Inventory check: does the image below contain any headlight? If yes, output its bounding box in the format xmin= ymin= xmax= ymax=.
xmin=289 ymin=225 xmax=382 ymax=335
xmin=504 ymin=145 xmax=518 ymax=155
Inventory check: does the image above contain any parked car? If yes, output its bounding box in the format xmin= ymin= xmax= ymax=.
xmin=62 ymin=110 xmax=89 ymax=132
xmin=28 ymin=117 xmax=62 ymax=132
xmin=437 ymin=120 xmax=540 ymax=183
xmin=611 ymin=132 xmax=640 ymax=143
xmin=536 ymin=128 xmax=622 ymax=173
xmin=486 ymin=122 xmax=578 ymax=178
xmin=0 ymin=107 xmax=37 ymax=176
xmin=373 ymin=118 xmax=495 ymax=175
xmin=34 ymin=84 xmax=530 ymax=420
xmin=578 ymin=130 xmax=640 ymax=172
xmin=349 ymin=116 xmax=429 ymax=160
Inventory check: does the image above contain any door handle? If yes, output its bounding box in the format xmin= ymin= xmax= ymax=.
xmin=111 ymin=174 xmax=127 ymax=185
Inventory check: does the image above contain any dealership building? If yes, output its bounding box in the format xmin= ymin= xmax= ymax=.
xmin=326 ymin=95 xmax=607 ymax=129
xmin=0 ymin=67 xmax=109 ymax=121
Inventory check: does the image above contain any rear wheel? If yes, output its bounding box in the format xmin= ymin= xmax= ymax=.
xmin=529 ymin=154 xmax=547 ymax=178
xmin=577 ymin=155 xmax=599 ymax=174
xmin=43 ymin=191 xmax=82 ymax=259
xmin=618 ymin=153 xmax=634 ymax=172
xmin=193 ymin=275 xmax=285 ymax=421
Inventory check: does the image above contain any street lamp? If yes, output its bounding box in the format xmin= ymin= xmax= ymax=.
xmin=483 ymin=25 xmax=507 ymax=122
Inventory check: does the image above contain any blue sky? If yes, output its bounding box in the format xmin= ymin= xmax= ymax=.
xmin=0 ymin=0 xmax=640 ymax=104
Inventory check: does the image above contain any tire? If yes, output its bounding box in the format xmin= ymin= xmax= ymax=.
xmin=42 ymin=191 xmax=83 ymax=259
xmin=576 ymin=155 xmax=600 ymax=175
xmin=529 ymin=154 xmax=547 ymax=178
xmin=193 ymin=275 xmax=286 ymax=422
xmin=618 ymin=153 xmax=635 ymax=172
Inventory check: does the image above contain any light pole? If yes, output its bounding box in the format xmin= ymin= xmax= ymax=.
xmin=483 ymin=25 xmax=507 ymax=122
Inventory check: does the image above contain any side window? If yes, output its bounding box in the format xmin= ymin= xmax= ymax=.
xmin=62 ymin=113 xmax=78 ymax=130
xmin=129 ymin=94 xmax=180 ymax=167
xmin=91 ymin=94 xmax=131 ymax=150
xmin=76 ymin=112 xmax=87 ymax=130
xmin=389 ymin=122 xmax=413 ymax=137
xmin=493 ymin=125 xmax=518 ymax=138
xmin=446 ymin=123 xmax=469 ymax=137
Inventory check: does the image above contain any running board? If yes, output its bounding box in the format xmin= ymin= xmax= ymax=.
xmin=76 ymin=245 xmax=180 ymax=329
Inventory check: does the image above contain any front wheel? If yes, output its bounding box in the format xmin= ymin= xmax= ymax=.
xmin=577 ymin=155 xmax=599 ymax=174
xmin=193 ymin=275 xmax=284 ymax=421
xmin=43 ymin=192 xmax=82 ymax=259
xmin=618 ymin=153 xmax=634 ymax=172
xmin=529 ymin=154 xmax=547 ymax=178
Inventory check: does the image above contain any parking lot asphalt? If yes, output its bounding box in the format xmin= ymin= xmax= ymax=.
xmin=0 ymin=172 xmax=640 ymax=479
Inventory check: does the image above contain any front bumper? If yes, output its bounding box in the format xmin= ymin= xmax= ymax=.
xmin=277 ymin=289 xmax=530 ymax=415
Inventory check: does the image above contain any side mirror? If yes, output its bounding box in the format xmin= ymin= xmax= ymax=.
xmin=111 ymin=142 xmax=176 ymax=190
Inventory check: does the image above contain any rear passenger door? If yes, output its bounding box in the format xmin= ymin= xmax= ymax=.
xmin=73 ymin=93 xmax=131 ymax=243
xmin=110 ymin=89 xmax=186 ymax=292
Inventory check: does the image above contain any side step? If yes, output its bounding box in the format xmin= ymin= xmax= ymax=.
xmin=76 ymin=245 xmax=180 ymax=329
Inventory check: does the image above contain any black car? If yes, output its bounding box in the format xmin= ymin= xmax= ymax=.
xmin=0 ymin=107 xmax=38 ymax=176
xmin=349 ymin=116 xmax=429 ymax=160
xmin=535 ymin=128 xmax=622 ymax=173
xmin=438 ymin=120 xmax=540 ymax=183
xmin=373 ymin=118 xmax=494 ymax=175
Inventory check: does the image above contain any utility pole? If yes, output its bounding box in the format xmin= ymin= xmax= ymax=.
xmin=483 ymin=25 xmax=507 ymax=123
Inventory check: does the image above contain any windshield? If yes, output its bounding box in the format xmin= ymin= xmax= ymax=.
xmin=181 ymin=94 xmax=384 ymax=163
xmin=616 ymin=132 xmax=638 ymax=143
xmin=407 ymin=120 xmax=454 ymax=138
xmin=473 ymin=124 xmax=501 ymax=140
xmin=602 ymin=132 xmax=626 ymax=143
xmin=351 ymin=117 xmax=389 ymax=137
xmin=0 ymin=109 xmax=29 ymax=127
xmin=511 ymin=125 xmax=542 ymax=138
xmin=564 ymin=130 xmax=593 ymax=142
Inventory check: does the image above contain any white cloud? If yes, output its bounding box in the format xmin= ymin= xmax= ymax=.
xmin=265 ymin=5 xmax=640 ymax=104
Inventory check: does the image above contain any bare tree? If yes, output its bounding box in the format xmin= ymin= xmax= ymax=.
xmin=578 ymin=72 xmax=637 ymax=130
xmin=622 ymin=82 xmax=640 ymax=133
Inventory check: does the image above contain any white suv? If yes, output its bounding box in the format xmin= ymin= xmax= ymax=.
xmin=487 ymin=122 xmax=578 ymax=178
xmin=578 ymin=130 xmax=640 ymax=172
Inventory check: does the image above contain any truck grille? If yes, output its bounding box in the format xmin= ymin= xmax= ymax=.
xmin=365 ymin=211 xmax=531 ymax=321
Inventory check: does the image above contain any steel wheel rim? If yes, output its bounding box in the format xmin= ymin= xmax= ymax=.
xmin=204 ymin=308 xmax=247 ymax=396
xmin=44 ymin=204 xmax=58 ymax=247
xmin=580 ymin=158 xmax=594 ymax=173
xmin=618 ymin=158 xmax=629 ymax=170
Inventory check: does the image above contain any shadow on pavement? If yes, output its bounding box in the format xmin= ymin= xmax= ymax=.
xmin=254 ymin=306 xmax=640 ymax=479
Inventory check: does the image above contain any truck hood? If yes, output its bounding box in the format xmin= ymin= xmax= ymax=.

### SHORT PROBLEM
Copy all of the items above word for word, keeping every character and line break unchanged.

### EXERCISE RESPONSE
Inventory check: does the image below contain any headlight? If yes, output its bounding box in the format xmin= ymin= xmax= ymax=.
xmin=289 ymin=225 xmax=382 ymax=335
xmin=504 ymin=145 xmax=518 ymax=155
Inventory check: does the image above contain any parked car? If yes, output its bounding box in the format xmin= ymin= xmax= ymax=.
xmin=62 ymin=110 xmax=89 ymax=132
xmin=28 ymin=117 xmax=62 ymax=132
xmin=437 ymin=120 xmax=540 ymax=183
xmin=611 ymin=132 xmax=640 ymax=143
xmin=536 ymin=128 xmax=622 ymax=173
xmin=486 ymin=122 xmax=578 ymax=178
xmin=0 ymin=107 xmax=37 ymax=176
xmin=373 ymin=118 xmax=495 ymax=175
xmin=34 ymin=84 xmax=530 ymax=420
xmin=578 ymin=130 xmax=640 ymax=172
xmin=349 ymin=116 xmax=429 ymax=160
Inventory check: does the image above contain any door handle? If yes, output its bounding box in the format xmin= ymin= xmax= ymax=.
xmin=111 ymin=174 xmax=127 ymax=185
Inventory check: does the image above contain any dealership building? If yes, output its bounding box in the format xmin= ymin= xmax= ymax=.
xmin=326 ymin=95 xmax=607 ymax=129
xmin=0 ymin=67 xmax=109 ymax=121
Inventory check: does the image above contain any rear wheel? If yes, output its bounding box in the format xmin= ymin= xmax= ymax=.
xmin=529 ymin=154 xmax=547 ymax=178
xmin=577 ymin=155 xmax=599 ymax=174
xmin=43 ymin=191 xmax=82 ymax=259
xmin=618 ymin=153 xmax=634 ymax=172
xmin=193 ymin=275 xmax=285 ymax=421
Inventory check: does the image above contain any street lamp? If yes, output its bounding box in the format xmin= ymin= xmax= ymax=.
xmin=483 ymin=25 xmax=507 ymax=122
Inventory check: does the image above contain any blue sky? If yes, output its bounding box in the format xmin= ymin= xmax= ymax=.
xmin=0 ymin=0 xmax=640 ymax=104
Inventory check: does the image above contain any tire? If yes, output its bounding box in the format xmin= ymin= xmax= ymax=.
xmin=42 ymin=191 xmax=83 ymax=259
xmin=576 ymin=155 xmax=600 ymax=175
xmin=529 ymin=154 xmax=547 ymax=178
xmin=193 ymin=275 xmax=286 ymax=422
xmin=618 ymin=153 xmax=635 ymax=172
Inventory check: does the image above contain any light pole? If yes, output its bounding box in the format xmin= ymin= xmax= ymax=.
xmin=483 ymin=25 xmax=507 ymax=122
Inventory check: does the image above contain any side window? If yes, output its bounding box in the format xmin= ymin= xmax= ymax=.
xmin=62 ymin=113 xmax=78 ymax=130
xmin=129 ymin=94 xmax=180 ymax=167
xmin=91 ymin=94 xmax=131 ymax=150
xmin=76 ymin=112 xmax=87 ymax=130
xmin=389 ymin=122 xmax=413 ymax=137
xmin=493 ymin=125 xmax=518 ymax=138
xmin=446 ymin=123 xmax=469 ymax=137
Inventory check: does the image above contain any running board? If yes, output its bounding box in the format xmin= ymin= xmax= ymax=.
xmin=76 ymin=245 xmax=180 ymax=329
Inventory check: does the image above contain any front wheel? If yes, output its bounding box in the format xmin= ymin= xmax= ymax=.
xmin=577 ymin=155 xmax=599 ymax=174
xmin=193 ymin=275 xmax=284 ymax=421
xmin=43 ymin=192 xmax=82 ymax=259
xmin=618 ymin=153 xmax=634 ymax=172
xmin=529 ymin=154 xmax=547 ymax=178
Inventory check: does the image above contain any parking lot asphalt? If yes, output its bounding box in the format xmin= ymin= xmax= ymax=.
xmin=0 ymin=172 xmax=640 ymax=479
Inventory check: does the image above contain any front bumper? If yes, output its bounding box in the format xmin= ymin= xmax= ymax=.
xmin=277 ymin=289 xmax=530 ymax=415
Inventory check: does the image above contain any side mirror? If yes, output its bounding box in the format xmin= ymin= xmax= ymax=.
xmin=111 ymin=142 xmax=176 ymax=190
Inventory check: does the image above contain any rear passenger door? If yes, output its bounding box in the format xmin= ymin= xmax= ymax=.
xmin=73 ymin=93 xmax=131 ymax=243
xmin=110 ymin=89 xmax=186 ymax=292
Inventory check: does the image above contain any side step? If yes, output its bounding box in the format xmin= ymin= xmax= ymax=.
xmin=76 ymin=245 xmax=180 ymax=329
Inventory check: does the image above contain any black car? If yes, output its bounding box in the format xmin= ymin= xmax= ymax=.
xmin=0 ymin=107 xmax=38 ymax=176
xmin=349 ymin=116 xmax=429 ymax=160
xmin=535 ymin=128 xmax=622 ymax=173
xmin=438 ymin=120 xmax=540 ymax=183
xmin=373 ymin=118 xmax=494 ymax=175
Inventory check: does the image above contain any utility pole? If yes, output its bounding box in the format xmin= ymin= xmax= ymax=.
xmin=483 ymin=25 xmax=507 ymax=123
Inventory check: does the image above contain any windshield? If yes, output its bounding box in the format xmin= ymin= xmax= ymax=.
xmin=181 ymin=94 xmax=384 ymax=163
xmin=616 ymin=132 xmax=638 ymax=143
xmin=407 ymin=120 xmax=454 ymax=138
xmin=473 ymin=124 xmax=501 ymax=140
xmin=602 ymin=132 xmax=626 ymax=143
xmin=351 ymin=117 xmax=389 ymax=137
xmin=0 ymin=109 xmax=29 ymax=127
xmin=511 ymin=125 xmax=542 ymax=138
xmin=564 ymin=130 xmax=593 ymax=142
Inventory check: does the image above contain any white cloud? If yes, output its bounding box in the format xmin= ymin= xmax= ymax=.
xmin=265 ymin=5 xmax=640 ymax=104
Inventory check: does the image above contain any bare tree? If yes, output its bounding box in the format xmin= ymin= xmax= ymax=.
xmin=578 ymin=72 xmax=637 ymax=130
xmin=622 ymin=82 xmax=640 ymax=133
Inventory check: does the image above contain any white suv? If yes, output its bounding box in the format xmin= ymin= xmax= ymax=.
xmin=487 ymin=122 xmax=578 ymax=178
xmin=578 ymin=130 xmax=640 ymax=172
Inventory check: does the image above contain any truck grille? If yes, output its bounding box in the format xmin= ymin= xmax= ymax=.
xmin=365 ymin=211 xmax=531 ymax=321
Inventory check: does the image above contain any steel wheel rim? If yes, output its bounding box in the format xmin= ymin= xmax= ymax=.
xmin=204 ymin=308 xmax=247 ymax=396
xmin=44 ymin=204 xmax=58 ymax=247
xmin=580 ymin=158 xmax=594 ymax=173
xmin=618 ymin=158 xmax=629 ymax=170
Inventory check: does the image above contain any shadow on pavement? If yes, output its bounding box in the format xmin= ymin= xmax= ymax=.
xmin=254 ymin=306 xmax=640 ymax=479
Inventory check: does the image above contain any truck hood? If yes, output its bounding box in the format xmin= ymin= xmax= ymax=.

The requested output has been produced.